==== 本文抜粋

13. エホバはご自分の民のためにどのように介入なさいますか。
13 エゼキエルは,何が起きるかを説明しています。ゴグに関する預言には,こうあります。「あなたは,必ずあなたの場所から,北の最果てからやって来る。あなたと,あなたと共にいてすべて馬に乗る多くの民,大いなる会衆,おびただしい軍勢とは。そしてあなたは地を覆う雲のように,必ずわたしの民……に向かって攻め上って来る」。(エゼ 38:15,16)防げないように見えるこの侵攻に対して,エホバはどうなさるのでしょうか。「わたしの激しい怒りがわたしの鼻の中に上る」と宣言し,「わたしは……剣を呼び起こ」す,と述べておられます。(エゼ 38:18,21。ゼカリヤ 2:8を読む。)エホバは地上の僕たちのために介入なさいます。その介入こそがハルマゲドンの戦いです。
14,15. サタンによる総攻撃が始まった後のある時点で,どんなことが起きますか。
14 ハルマゲドンの戦いの時にエホバがご自分の民をどのように守られるかを考察する前に,重要なもう1つの出来事について考えましょう。これは,サタンによる総攻撃が始まってから,ハルマゲドンにおけるエホバの介入が始まるまでのある時点で起きる事柄です。11節で触れたように,これは油そそがれた者のうち残っている人を集めることです。

========

挑戦課題 A
本文抜粋では、地上の僕たちのためのエホバの介入は何だと言っていますか。
挑戦課題 B
ゴグの預言とハルマゲドンについての文章を、最後の文のあとから続けて書いてください。

==== 一覧

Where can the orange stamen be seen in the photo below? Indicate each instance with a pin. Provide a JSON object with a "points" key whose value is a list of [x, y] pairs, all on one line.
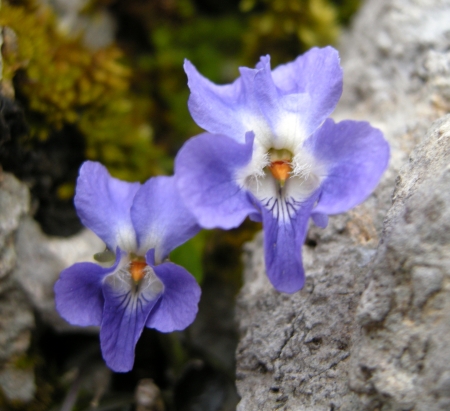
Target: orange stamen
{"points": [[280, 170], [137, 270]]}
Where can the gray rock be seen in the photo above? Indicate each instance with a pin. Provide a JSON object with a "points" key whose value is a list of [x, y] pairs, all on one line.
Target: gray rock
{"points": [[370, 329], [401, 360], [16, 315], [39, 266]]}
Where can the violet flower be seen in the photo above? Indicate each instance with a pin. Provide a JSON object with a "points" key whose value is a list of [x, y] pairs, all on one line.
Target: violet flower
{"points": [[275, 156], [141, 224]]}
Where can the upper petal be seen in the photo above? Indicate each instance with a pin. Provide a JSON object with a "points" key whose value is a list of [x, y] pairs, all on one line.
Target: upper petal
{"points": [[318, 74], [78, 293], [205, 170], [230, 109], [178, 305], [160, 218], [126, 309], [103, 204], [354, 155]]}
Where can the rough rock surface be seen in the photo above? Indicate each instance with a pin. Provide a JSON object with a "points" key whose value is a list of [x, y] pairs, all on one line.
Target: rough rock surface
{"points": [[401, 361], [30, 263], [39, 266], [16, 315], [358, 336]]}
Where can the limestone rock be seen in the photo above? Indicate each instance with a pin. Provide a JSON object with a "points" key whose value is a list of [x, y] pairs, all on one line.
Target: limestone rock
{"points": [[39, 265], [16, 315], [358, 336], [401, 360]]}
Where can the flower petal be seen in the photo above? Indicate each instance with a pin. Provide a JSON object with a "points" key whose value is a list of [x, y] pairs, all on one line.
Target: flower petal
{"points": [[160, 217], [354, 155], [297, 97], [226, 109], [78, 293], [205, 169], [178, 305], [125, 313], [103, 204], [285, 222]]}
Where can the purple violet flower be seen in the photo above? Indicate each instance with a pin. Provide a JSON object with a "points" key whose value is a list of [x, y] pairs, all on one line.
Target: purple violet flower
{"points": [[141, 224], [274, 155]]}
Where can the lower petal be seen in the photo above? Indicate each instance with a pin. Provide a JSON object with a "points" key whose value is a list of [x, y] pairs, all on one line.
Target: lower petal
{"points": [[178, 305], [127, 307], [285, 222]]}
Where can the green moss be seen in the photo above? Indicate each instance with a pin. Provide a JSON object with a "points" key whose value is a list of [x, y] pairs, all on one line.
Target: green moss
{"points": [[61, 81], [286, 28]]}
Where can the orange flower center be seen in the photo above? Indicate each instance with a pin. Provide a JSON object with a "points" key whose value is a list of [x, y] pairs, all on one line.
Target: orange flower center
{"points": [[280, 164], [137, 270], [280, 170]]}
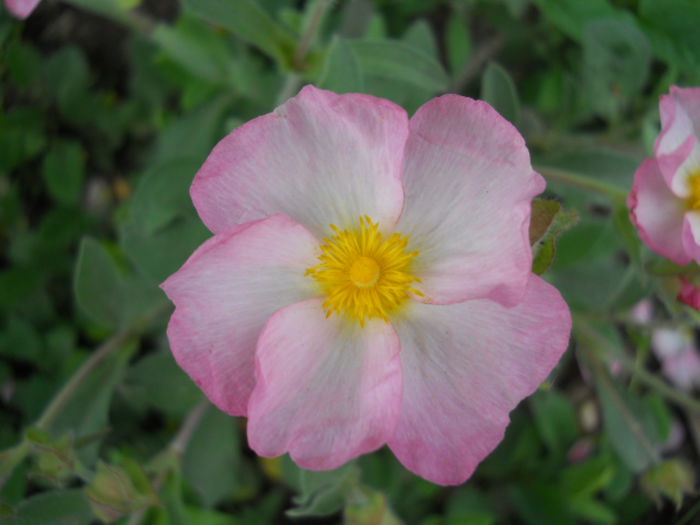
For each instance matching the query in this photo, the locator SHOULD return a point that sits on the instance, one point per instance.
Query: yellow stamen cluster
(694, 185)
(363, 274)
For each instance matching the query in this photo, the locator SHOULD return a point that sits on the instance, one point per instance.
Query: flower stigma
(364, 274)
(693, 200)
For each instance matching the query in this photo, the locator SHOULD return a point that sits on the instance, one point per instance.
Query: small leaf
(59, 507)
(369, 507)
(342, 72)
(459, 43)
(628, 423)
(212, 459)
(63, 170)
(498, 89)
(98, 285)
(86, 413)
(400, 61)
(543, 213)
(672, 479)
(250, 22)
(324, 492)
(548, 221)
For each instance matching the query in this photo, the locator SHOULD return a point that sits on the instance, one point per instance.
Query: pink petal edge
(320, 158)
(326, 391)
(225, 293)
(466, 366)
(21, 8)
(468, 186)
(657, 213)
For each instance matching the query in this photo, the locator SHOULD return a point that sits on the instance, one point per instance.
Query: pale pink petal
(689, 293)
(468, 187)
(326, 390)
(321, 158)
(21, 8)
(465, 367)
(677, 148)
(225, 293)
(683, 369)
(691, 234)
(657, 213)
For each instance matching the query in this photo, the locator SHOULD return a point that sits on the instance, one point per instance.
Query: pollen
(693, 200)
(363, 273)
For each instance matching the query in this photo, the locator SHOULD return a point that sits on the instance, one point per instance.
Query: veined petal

========

模範解答 A
ハルマゲドンの戦いです。

模範解答 B
15 油そそがれた者たちを集める。マタイもマルコも,「選ばれた者たち」,つまり霊によって油そそがれたクリスチャンに関するイエスの言葉を,ハルマゲドンの勃発に先立つ一連の出来事の1つとして記録しています。(7節を参照。)イエスは王としての自分の働きに言及し,「その時,彼はみ使いたちを遣わし,四方の風から,地の果てから天の果てまで,自分の,選ばれた者たちを集めるでしょう」と語りました。(マル 13:27。マタ 24:31)ここでイエスは,どの集める行為について述べていたのでしょうか。油そそがれたクリスチャンの残りの者に最終的な証印が押されることではありません。それは大患難が始まる直前に起きる事柄です。(啓 7:1-3)イエスはむしろ,来たるべき大患難の時に起きる事柄について述べています。したがって,おそらくはサタンによる神の民に対する総攻撃が始まった後のある時点で,地上にまだ残っている油そそがれた者たちは天に集められるでしょう。
16. 復活した油そそがれた者たちは,ハルマゲドンの戦いにどのように加わりますか。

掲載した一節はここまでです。